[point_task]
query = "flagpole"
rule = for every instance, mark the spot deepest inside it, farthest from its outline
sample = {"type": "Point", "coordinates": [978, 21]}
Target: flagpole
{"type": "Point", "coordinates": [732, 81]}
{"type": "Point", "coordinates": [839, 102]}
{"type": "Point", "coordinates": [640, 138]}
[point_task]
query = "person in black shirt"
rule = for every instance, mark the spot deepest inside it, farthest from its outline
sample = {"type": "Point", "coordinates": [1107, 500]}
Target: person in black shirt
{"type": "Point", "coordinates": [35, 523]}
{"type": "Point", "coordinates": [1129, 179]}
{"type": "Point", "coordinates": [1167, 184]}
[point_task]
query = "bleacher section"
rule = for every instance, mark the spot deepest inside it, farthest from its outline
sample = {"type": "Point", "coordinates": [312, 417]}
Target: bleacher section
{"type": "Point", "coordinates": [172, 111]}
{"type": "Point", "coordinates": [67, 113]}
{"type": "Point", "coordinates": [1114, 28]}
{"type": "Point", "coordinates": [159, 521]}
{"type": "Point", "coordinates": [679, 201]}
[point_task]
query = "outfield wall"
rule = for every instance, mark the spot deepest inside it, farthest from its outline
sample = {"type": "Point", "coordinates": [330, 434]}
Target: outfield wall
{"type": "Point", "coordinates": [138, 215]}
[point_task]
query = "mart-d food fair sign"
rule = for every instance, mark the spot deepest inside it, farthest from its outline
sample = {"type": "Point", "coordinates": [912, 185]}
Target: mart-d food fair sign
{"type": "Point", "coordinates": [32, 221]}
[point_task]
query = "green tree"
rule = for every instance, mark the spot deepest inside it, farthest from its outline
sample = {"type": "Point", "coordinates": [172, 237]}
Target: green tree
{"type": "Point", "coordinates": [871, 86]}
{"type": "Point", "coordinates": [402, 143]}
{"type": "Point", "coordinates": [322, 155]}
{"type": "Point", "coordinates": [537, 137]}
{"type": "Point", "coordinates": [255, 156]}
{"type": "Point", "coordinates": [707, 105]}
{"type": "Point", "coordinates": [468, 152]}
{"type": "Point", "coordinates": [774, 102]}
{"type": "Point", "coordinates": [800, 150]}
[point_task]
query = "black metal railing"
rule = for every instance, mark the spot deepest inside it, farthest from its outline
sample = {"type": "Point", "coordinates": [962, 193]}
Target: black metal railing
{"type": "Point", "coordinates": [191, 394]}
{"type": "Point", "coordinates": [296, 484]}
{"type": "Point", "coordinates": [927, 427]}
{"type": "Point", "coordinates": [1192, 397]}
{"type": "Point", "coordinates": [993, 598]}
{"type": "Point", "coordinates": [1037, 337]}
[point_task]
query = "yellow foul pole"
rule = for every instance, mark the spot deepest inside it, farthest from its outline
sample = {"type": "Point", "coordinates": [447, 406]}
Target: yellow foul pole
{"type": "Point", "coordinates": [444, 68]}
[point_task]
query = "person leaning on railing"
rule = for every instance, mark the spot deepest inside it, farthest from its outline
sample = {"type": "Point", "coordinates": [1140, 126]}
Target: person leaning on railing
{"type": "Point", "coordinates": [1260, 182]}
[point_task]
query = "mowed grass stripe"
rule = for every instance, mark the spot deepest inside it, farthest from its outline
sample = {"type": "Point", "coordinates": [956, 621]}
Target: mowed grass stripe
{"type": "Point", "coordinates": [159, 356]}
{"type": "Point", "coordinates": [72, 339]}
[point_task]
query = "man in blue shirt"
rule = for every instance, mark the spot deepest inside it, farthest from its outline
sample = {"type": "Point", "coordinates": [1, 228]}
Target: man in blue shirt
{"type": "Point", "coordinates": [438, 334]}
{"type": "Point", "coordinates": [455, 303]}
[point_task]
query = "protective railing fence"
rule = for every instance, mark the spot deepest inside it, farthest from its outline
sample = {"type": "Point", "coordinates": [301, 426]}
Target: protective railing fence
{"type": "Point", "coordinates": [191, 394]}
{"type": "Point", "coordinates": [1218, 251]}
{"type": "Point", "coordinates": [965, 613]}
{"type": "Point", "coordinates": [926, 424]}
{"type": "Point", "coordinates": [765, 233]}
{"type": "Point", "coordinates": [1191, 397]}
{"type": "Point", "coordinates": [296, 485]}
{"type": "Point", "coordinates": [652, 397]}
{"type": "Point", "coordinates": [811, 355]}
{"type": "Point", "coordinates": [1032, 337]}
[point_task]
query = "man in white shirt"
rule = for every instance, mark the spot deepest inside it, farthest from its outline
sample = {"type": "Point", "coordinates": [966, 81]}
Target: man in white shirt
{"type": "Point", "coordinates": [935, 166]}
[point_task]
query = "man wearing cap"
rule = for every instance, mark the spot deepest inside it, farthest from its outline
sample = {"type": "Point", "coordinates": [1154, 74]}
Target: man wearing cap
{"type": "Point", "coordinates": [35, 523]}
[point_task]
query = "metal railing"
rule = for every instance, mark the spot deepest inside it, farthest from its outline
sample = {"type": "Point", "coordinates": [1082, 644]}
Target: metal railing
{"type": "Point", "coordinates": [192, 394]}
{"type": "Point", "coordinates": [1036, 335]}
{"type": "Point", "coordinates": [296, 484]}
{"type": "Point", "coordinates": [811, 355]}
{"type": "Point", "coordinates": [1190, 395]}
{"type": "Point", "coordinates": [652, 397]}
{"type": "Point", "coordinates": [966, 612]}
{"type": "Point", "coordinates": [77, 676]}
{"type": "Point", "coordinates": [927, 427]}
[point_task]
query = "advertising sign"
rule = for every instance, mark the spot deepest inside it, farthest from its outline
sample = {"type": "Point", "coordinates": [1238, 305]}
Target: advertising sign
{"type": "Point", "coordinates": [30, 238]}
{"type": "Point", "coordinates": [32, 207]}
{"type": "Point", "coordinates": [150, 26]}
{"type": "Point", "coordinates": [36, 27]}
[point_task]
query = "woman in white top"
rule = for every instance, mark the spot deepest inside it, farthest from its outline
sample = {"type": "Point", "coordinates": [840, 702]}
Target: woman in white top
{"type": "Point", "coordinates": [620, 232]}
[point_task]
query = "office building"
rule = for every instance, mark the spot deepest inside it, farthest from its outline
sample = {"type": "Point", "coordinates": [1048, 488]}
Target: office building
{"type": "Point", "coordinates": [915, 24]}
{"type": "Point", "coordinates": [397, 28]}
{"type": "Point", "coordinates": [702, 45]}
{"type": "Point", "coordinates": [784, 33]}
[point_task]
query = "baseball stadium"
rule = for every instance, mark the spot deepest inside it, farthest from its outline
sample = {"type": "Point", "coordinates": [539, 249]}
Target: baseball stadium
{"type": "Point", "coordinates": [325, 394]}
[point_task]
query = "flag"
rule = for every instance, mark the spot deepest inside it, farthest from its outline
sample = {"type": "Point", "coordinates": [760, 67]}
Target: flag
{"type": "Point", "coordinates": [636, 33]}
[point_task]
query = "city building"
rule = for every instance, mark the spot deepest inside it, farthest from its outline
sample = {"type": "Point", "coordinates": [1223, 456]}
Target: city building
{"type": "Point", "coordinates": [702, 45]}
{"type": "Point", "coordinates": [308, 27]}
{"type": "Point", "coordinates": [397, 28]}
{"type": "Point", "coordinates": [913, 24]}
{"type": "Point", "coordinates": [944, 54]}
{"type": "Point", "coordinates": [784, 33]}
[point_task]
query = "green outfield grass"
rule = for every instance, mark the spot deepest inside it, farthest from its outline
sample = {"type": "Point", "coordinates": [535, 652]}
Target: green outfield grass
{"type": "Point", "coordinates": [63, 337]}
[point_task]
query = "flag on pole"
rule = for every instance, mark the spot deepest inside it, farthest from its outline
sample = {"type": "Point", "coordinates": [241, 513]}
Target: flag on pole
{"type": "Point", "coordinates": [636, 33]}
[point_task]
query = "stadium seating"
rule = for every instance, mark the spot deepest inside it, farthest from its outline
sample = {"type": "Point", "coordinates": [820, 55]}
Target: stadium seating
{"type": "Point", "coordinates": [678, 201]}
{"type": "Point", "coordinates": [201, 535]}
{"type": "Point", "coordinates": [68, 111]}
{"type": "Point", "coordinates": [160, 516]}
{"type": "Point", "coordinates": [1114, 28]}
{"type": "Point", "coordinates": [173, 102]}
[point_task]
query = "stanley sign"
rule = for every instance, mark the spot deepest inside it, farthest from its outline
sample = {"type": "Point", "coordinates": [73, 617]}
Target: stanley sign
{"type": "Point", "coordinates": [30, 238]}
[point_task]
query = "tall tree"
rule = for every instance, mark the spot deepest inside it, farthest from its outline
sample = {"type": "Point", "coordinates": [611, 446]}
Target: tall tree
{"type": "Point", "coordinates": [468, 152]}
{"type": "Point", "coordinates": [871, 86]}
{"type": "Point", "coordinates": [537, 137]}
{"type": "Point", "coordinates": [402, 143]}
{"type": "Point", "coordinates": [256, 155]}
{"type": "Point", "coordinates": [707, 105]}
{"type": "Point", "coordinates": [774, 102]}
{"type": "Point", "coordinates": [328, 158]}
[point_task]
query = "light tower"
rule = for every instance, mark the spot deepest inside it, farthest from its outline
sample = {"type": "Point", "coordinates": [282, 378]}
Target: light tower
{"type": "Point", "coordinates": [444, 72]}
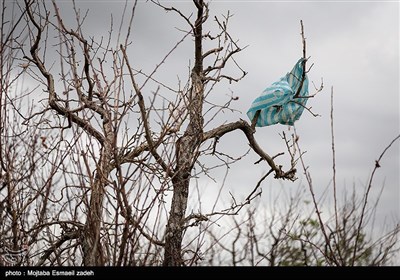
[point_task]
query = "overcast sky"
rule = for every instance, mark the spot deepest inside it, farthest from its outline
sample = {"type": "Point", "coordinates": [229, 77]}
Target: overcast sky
{"type": "Point", "coordinates": [355, 49]}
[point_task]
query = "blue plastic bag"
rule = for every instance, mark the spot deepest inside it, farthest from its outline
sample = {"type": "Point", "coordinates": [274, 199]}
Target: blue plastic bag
{"type": "Point", "coordinates": [277, 103]}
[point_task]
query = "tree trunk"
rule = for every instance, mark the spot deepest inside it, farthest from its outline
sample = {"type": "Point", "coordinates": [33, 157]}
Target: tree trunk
{"type": "Point", "coordinates": [186, 152]}
{"type": "Point", "coordinates": [93, 254]}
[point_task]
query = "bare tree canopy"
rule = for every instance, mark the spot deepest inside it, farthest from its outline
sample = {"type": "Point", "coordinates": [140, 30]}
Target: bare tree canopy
{"type": "Point", "coordinates": [101, 161]}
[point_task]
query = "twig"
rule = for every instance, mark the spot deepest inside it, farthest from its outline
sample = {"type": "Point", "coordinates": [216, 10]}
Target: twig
{"type": "Point", "coordinates": [366, 196]}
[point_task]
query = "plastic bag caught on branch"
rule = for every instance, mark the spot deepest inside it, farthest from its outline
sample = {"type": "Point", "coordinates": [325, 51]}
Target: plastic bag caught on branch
{"type": "Point", "coordinates": [277, 103]}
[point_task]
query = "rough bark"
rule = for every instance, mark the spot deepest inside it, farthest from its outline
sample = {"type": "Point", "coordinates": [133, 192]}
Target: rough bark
{"type": "Point", "coordinates": [186, 152]}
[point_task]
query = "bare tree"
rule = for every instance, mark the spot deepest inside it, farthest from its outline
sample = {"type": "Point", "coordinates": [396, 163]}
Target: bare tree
{"type": "Point", "coordinates": [88, 166]}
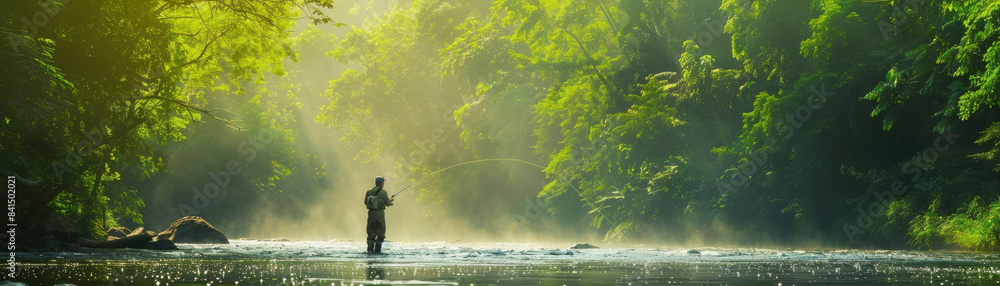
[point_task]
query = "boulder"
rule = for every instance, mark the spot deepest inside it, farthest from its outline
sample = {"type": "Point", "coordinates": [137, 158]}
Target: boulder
{"type": "Point", "coordinates": [135, 240]}
{"type": "Point", "coordinates": [161, 244]}
{"type": "Point", "coordinates": [118, 232]}
{"type": "Point", "coordinates": [583, 246]}
{"type": "Point", "coordinates": [46, 242]}
{"type": "Point", "coordinates": [193, 229]}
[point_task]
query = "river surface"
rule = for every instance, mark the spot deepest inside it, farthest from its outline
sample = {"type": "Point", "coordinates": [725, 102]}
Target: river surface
{"type": "Point", "coordinates": [253, 262]}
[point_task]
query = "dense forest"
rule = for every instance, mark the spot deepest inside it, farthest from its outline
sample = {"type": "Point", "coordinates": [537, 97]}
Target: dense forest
{"type": "Point", "coordinates": [843, 123]}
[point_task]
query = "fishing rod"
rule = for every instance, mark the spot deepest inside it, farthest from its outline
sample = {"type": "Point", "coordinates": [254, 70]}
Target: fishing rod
{"type": "Point", "coordinates": [595, 208]}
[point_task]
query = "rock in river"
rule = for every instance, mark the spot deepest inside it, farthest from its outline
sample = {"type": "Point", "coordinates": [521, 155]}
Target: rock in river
{"type": "Point", "coordinates": [193, 229]}
{"type": "Point", "coordinates": [583, 246]}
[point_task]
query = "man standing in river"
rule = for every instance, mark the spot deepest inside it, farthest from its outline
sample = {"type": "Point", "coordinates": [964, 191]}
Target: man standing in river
{"type": "Point", "coordinates": [376, 200]}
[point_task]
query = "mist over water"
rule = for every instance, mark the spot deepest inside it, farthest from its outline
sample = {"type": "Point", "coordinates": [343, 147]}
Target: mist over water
{"type": "Point", "coordinates": [331, 207]}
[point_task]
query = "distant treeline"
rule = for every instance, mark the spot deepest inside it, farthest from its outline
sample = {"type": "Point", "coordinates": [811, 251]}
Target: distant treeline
{"type": "Point", "coordinates": [835, 122]}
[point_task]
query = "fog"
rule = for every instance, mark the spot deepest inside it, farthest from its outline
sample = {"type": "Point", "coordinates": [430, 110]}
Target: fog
{"type": "Point", "coordinates": [331, 208]}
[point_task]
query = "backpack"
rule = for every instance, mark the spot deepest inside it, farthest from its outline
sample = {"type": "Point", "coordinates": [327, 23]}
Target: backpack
{"type": "Point", "coordinates": [372, 201]}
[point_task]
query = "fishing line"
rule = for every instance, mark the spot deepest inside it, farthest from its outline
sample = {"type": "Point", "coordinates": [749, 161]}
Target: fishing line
{"type": "Point", "coordinates": [523, 162]}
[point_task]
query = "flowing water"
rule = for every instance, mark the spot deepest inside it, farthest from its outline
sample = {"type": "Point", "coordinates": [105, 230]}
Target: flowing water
{"type": "Point", "coordinates": [252, 262]}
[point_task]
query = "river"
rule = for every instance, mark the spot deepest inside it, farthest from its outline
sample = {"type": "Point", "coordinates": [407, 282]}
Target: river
{"type": "Point", "coordinates": [268, 262]}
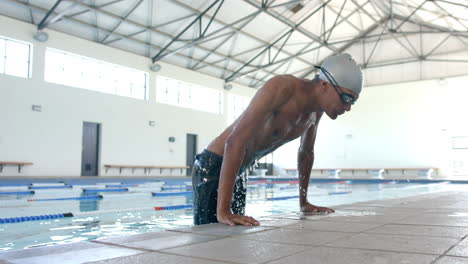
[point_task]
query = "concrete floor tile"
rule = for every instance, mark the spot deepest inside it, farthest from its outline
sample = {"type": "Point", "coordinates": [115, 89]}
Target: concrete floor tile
{"type": "Point", "coordinates": [411, 244]}
{"type": "Point", "coordinates": [159, 240]}
{"type": "Point", "coordinates": [221, 229]}
{"type": "Point", "coordinates": [333, 226]}
{"type": "Point", "coordinates": [460, 250]}
{"type": "Point", "coordinates": [47, 250]}
{"type": "Point", "coordinates": [238, 250]}
{"type": "Point", "coordinates": [452, 260]}
{"type": "Point", "coordinates": [320, 255]}
{"type": "Point", "coordinates": [277, 222]}
{"type": "Point", "coordinates": [417, 230]}
{"type": "Point", "coordinates": [78, 256]}
{"type": "Point", "coordinates": [435, 219]}
{"type": "Point", "coordinates": [295, 236]}
{"type": "Point", "coordinates": [156, 257]}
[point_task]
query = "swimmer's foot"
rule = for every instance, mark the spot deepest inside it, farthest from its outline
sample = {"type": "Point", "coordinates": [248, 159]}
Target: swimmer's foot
{"type": "Point", "coordinates": [310, 208]}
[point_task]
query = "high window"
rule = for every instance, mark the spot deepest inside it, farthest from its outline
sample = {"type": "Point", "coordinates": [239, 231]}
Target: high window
{"type": "Point", "coordinates": [78, 71]}
{"type": "Point", "coordinates": [188, 95]}
{"type": "Point", "coordinates": [236, 106]}
{"type": "Point", "coordinates": [15, 58]}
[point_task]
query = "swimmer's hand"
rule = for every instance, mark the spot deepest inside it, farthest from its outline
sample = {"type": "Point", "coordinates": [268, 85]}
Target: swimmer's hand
{"type": "Point", "coordinates": [232, 219]}
{"type": "Point", "coordinates": [307, 207]}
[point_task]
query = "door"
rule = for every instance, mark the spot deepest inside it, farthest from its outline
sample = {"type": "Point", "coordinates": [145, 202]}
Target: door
{"type": "Point", "coordinates": [90, 149]}
{"type": "Point", "coordinates": [191, 151]}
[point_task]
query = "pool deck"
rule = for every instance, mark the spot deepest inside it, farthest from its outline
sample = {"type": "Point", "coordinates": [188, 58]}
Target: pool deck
{"type": "Point", "coordinates": [427, 228]}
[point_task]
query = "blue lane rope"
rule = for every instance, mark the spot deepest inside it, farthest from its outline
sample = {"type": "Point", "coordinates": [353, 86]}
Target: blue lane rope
{"type": "Point", "coordinates": [18, 193]}
{"type": "Point", "coordinates": [176, 188]}
{"type": "Point", "coordinates": [336, 193]}
{"type": "Point", "coordinates": [173, 207]}
{"type": "Point", "coordinates": [90, 197]}
{"type": "Point", "coordinates": [106, 190]}
{"type": "Point", "coordinates": [282, 198]}
{"type": "Point", "coordinates": [172, 193]}
{"type": "Point", "coordinates": [49, 187]}
{"type": "Point", "coordinates": [32, 218]}
{"type": "Point", "coordinates": [120, 185]}
{"type": "Point", "coordinates": [56, 216]}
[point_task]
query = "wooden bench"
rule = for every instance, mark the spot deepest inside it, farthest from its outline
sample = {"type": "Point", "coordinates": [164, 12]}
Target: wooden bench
{"type": "Point", "coordinates": [13, 163]}
{"type": "Point", "coordinates": [427, 172]}
{"type": "Point", "coordinates": [146, 168]}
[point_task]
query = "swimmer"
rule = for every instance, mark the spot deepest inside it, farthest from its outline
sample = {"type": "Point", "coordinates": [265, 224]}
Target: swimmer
{"type": "Point", "coordinates": [284, 109]}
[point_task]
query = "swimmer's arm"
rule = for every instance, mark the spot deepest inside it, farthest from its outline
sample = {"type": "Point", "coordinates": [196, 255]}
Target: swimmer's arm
{"type": "Point", "coordinates": [305, 159]}
{"type": "Point", "coordinates": [270, 97]}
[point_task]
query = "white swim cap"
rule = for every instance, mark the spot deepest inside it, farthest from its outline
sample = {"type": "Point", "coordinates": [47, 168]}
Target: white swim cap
{"type": "Point", "coordinates": [344, 70]}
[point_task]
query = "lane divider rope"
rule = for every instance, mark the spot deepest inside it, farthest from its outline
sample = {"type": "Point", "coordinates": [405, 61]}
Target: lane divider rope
{"type": "Point", "coordinates": [90, 197]}
{"type": "Point", "coordinates": [56, 216]}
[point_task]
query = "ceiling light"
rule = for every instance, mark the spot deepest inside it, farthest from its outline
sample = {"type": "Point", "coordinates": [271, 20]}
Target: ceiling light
{"type": "Point", "coordinates": [41, 36]}
{"type": "Point", "coordinates": [155, 67]}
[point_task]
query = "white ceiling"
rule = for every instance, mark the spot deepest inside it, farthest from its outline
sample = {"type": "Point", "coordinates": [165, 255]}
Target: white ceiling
{"type": "Point", "coordinates": [249, 41]}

## [GOAL OF THE EXERCISE]
How many of the lines above contain the word "forest"? Reply with the number alone.

## [EXPECTED ANSWER]
2